§ **Brano di testo**:

▬▬▬▬▬▬

Innanzitutto, quando il lupo incontra la fanciulla nel bosco, le chiede quale sentiero preferisca percorrere, tra quello delle spille e quello degli aghi. I nomi non sono casuali. In molti villaggi francesi situati proprio nell’area in cui si crede che la favola abbia avuto origine, all’età di 7 anni le ragazze cominciavano il loro lavoro come apprendiste alle dipendenze di una sarta. Il periodo di apprendistato terminava con il compimento del 15esimo anno d’età, quando la ragazza diventava ufficialmente adulta. Durante gli anni di apprendistato, ogni ragazza accumulava e teneva per sé alcune spille. Per questo, la spilla era considerata il simbolo della ragazza che diventa donna: con una spilla si festeggiava il fidanzamento e allo stesso tempo la si poteva all’occorrenza usare come piccola arma contro spasimanti indesiderati. Cappuccetto Rosso ha proprio 15 anni. L’ago era invece comunemente associato a una simbologia sessuale e molto spesso era usato per rappresentare il matrimonio. In alcune delle versioni tramandate Cappuccetto Rosso sceglie il sentiero delle spille, in altre quello degli aghi.


Il lupo, che si precipita a casa della nonna della ragazza, uccide la vecchia, ne divora una parte, ripulisce i resti, versa il sangue in una bottiglia, e ripone ordinatamente la carne nella dispensa. Una tradizione italiana aggiunge addirittura che prima di andare a letto il lupo “appende le viscere della sua vittima alla porta al posto del catenaccio e mette in serbo nella credenza il sangue, i denti e la mascella”. La ragazza, entrando, afferra quindi le viscere della nonna senza rendersene conto.


Il lupo, tutto imbacuccato a letto, invita Cappuccetto Rosso a preparare la cena e a gustarsi il delizioso pasto accanto al fuoco. Al primo boccone le sussurra: “Stai mangiando la carne di tua nonna!”, e una versione proveniente dal comune francese di Tours aggiunge addirittura che la ragazza mangia i seni dell’anziana signora.


Ma non finisce qui. Prima di invitarla a ficcarsi sotto le coperte con lui, il lupo le ordina di spogliarsi nuda: “Getta i tuoi vestiti nel fuoco, bambina mia; non ti serviranno più”. In alcune versioni addirittura il lupo pretende che la ragazza si spogli ancor prima di mangiare. La storia si conclude inevitabilmente con il lupo che divora Cappuccetto Rosso.


Nella Francia di fine Seicento questa storia non poteva funzionare. Per questo, Perrault decise di indorare la pillola ed eliminare tutte le scene più cruente, mantenendo comunque il finale tragico. Perchè non optare per un lieto fine? Semplice, perché per la sua raccolta Perrault aveva in mente un target ben preciso, quello dei bambini. Il finale svolgeva in questo senso la funzione di spaventare i bambini per scoraggiarli dal dare ascolto agli sconosciuti. La maggior parte dei genitori non aveva tempo per badare ai propri figli durante la giornata ed era indispensabile che gli stimoli che ricevevano fossero particolarmente convincenti, abbastanza da dissuaderli dall’avventurarsi in giro per conto proprio. La storia quindi faceva sì che il lettore si affezionasse al personaggio di Cappuccetto Rosso, per poi rimanere terribilmente colpito dalla sua macabra fine.

▬▬▬▬▬▬

[Voci del dataset]

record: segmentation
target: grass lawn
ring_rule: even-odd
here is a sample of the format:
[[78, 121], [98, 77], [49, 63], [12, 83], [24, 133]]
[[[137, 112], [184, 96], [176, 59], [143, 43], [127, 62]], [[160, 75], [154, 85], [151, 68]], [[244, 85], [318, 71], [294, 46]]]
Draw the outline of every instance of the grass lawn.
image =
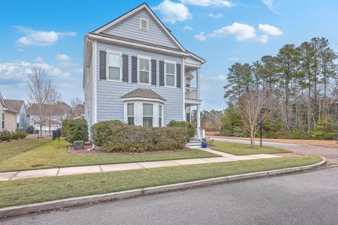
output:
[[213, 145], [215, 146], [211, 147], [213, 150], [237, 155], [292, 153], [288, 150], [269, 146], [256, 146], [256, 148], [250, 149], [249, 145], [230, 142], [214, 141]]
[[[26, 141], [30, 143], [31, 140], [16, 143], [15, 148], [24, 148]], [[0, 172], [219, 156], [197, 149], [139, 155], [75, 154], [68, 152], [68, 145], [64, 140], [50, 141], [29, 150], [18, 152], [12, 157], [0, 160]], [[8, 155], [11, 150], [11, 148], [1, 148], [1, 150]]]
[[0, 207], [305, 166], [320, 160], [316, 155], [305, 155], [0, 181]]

▬▬▬▬▬▬

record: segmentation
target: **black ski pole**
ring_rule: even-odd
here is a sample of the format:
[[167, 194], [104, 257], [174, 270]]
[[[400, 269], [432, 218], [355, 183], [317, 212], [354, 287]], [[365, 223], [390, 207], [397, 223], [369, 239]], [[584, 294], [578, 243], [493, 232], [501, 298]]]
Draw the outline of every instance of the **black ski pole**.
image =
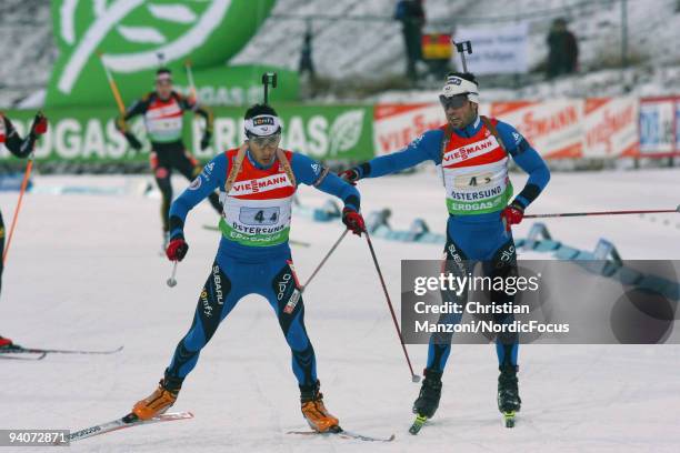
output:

▬▬▬▬▬▬

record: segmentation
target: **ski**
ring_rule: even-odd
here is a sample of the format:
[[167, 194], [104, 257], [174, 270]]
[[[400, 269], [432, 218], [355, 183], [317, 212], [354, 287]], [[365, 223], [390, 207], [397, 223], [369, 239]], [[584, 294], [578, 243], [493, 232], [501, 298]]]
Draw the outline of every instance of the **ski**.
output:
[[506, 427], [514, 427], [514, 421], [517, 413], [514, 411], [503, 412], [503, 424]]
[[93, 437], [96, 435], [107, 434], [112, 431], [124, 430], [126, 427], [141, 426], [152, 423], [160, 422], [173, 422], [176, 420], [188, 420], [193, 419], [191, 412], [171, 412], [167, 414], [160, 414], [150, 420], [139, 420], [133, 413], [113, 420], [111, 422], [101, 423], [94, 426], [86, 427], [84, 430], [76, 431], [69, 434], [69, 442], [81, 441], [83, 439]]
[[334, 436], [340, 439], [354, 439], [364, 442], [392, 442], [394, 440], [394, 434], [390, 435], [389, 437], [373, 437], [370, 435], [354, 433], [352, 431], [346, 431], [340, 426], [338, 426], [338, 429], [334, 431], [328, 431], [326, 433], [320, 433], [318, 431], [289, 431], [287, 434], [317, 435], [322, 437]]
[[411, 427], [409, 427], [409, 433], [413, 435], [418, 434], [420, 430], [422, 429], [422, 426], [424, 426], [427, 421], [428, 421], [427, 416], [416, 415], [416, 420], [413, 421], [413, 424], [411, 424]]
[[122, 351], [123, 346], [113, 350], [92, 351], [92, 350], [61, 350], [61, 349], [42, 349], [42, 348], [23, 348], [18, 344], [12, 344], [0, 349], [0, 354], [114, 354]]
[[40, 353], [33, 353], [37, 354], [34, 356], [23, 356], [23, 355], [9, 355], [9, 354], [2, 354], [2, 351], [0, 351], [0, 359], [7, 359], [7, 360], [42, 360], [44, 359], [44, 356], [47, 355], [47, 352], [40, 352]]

▬▬▬▬▬▬

§ **Istruzioni**:
A – Ricopia dal brano su Cappuccetto Rosso il passo compreso tra "Il lupo, tutto" e "divora Cappuccetto Rosso.", estremi inclusi.
B – Secondo il brano su Cappuccetto Rosso, a quale età terminava l'apprendistato delle ragazze presso una sarta?

§ **Soluzioni**:
A –
Il lupo, tutto imbacuccato a letto, invita Cappuccetto Rosso a preparare la cena e a gustarsi il delizioso pasto accanto al fuoco. Al primo boccone le sussurra: “Stai mangiando la carne di tua nonna!”, e una versione proveniente dal comune francese di Tours aggiunge addirittura che la ragazza mangia i seni dell’anziana signora.


Ma non finisce qui. Prima di invitarla a ficcarsi sotto le coperte con lui, il lupo le ordina di spogliarsi nuda: “Getta i tuoi vestiti nel fuoco, bambina mia; non ti serviranno più”. In alcune versioni addirittura il lupo pretende che la ragazza si spogli ancor prima di mangiare. La storia si conclude inevitabilmente con il lupo che divora Cappuccetto Rosso.

B – Al compimento del quindicesimo anno d'età.